> _GIVEN PASSAGE_
____________

Authenticating art with a DNA database
While some folks claim to be unable to draw even a straight line, plenty of painters posses the skill necessary to recreate renowned paintings of such quality they’re indistinguishable from the original work. In some cases new art is created that mimics the style and technique of a painter, opening the possibility that it’s a long-overlooked masterwork, finally discovered. For dead artists, neither situation is such a big deal. For art lovers, it’s a bit more convoluted, since each new painting accepted as genuine rewrites art history to a degree, changing the cultural value of the original body of work. When that cultural value also motivates monetary value, collectors become concerned, and have been looking for ways to fight back against forgeries in the art market, even involving two million dollars of new DNA encryption technology.
Finding the fakes
Authenticating a painting usually involves both forensic tools and expert opinions. For older paintings, the materials can provide clues like carbon-dating canvases or chemical analysis of pigments. If the materials aren’t the purported age of the painting, chances are it’s a fake (or at least mislabeled.) Experts are often asked to verify stylistic details in paintings, comparing the everything down to individual brush strokes to see if they match the craftsmanship seen in other pieces by the same artist. The assumption is that each artist paints slightly differently, leaving an unintentional signature in the image simply by how they apply the paint. The problem with these methods is that, especially for potential forgeries of newer paintings, collectors and museums are left with the subjective opinions of experts without many ways to verify their assertions. With multi-million dollar prices on some paintings, people want to be sure they’re buying the history they think they are.
To solve this, a group of developers and bioengineers at the Global Center for Innovation at the State University of New York are trying to create embedded security tags for art. Encrypted key codes would be recorded in secure databases, to be matched against the code found in the art being verified. Do ensure the code was sufficiently complex and durable, the team is doing the embedding with synthetic DNA. The DNA would be provided by the developers, not the artist to ensure the system remains closed, plus saves the artists the trouble and potential privacy risks of sharing their own DNA.

____________

> _INFORMATION_
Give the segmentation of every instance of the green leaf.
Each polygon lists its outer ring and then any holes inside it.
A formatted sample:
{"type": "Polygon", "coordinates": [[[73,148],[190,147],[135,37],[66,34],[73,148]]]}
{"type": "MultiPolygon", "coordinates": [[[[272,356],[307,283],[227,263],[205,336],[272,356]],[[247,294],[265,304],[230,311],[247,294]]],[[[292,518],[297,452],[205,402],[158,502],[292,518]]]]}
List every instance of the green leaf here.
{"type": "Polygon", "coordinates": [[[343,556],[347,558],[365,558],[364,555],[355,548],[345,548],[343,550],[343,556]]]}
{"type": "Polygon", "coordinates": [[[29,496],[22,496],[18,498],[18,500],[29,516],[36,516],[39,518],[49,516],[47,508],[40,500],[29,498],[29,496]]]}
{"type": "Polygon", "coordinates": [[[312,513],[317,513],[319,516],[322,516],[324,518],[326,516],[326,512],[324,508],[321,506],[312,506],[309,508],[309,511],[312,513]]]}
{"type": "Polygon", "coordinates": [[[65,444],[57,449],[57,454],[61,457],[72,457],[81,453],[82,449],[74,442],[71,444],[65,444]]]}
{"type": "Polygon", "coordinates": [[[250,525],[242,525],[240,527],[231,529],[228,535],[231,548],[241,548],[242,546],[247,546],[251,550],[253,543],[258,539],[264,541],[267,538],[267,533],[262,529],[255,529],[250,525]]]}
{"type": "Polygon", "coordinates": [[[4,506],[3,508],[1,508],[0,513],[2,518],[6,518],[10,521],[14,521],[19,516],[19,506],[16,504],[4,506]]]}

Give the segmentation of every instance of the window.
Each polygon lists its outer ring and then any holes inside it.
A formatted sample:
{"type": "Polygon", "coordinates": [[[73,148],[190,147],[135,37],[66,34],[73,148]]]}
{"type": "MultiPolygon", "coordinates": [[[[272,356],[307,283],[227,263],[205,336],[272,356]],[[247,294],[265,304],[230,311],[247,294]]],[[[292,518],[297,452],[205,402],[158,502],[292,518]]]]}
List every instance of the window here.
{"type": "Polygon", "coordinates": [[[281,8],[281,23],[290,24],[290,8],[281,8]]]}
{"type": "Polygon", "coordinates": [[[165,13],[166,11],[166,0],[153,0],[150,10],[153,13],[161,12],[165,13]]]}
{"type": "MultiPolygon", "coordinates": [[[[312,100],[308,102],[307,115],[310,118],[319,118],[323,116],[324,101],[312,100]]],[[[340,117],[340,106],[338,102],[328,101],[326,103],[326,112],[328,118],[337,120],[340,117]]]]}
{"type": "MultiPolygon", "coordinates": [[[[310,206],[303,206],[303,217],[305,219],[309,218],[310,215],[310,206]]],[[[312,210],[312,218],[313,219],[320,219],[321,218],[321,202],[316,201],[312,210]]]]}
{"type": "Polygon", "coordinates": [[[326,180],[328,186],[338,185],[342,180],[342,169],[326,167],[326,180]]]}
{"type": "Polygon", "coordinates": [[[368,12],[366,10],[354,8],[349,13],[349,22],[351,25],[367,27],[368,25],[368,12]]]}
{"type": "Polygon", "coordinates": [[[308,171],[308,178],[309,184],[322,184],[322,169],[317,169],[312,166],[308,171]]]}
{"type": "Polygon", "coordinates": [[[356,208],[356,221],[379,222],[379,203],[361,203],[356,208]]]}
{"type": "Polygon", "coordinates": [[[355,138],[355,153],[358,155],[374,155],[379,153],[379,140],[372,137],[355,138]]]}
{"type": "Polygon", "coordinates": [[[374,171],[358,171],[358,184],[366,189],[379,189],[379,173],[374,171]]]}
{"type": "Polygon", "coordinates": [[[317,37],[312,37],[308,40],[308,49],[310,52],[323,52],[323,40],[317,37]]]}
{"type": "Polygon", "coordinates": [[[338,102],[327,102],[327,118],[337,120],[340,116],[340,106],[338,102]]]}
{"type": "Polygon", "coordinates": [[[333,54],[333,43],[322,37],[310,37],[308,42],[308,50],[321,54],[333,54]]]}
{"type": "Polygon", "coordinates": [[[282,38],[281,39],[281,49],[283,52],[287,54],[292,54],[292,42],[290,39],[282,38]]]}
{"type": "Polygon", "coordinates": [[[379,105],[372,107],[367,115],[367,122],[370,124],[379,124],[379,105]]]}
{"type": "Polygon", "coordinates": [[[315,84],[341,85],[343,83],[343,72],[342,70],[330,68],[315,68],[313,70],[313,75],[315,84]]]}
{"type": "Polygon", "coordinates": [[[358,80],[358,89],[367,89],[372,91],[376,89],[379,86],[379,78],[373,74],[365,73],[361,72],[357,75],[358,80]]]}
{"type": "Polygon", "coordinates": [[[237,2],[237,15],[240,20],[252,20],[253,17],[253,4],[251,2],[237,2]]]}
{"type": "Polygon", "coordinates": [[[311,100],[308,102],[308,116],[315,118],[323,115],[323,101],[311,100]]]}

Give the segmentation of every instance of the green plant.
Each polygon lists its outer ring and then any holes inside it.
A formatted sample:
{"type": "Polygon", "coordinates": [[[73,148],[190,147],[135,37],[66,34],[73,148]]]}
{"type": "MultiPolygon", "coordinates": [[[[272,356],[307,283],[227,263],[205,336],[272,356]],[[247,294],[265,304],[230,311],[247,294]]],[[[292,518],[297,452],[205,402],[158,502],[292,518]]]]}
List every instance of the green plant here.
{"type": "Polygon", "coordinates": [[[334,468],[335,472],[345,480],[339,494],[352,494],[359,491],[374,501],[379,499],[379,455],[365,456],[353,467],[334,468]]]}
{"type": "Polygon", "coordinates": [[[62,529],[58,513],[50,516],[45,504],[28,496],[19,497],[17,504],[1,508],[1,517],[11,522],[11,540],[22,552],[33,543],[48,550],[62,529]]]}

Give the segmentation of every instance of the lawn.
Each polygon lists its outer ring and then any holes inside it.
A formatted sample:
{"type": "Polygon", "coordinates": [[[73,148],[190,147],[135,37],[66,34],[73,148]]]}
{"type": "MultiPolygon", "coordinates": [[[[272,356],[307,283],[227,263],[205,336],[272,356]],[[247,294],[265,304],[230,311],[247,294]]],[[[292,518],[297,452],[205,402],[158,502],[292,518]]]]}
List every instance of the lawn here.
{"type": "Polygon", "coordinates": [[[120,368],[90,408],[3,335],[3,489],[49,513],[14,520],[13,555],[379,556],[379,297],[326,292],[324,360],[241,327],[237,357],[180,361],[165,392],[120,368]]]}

____________

> _WHAT TO WORK ON_
(a) In the art authentication text, what substance is the team using to embed the security codes in artwork?
(b) Rewrite the art authentication text from "To solve this, a" to "their own DNA.", inclusive, and change "synthetic DNA" to "engineered DNA".

> _EXPECTED OUTPUTS_
(a) Synthetic DNA.

(b)
To solve this, a group of developers and bioengineers at the Global Center for Innovation at the State University of New York are trying to create embedded security tags for art. Encrypted key codes would be recorded in secure databases, to be matched against the code found in the art being verified. Do ensure the code was sufficiently complex and durable, the team is doing the embedding with engineered DNA. The DNA would be provided by the developers, not the artist to ensure the system remains closed, plus saves the artists the trouble and potential privacy risks of sharing their own DNA.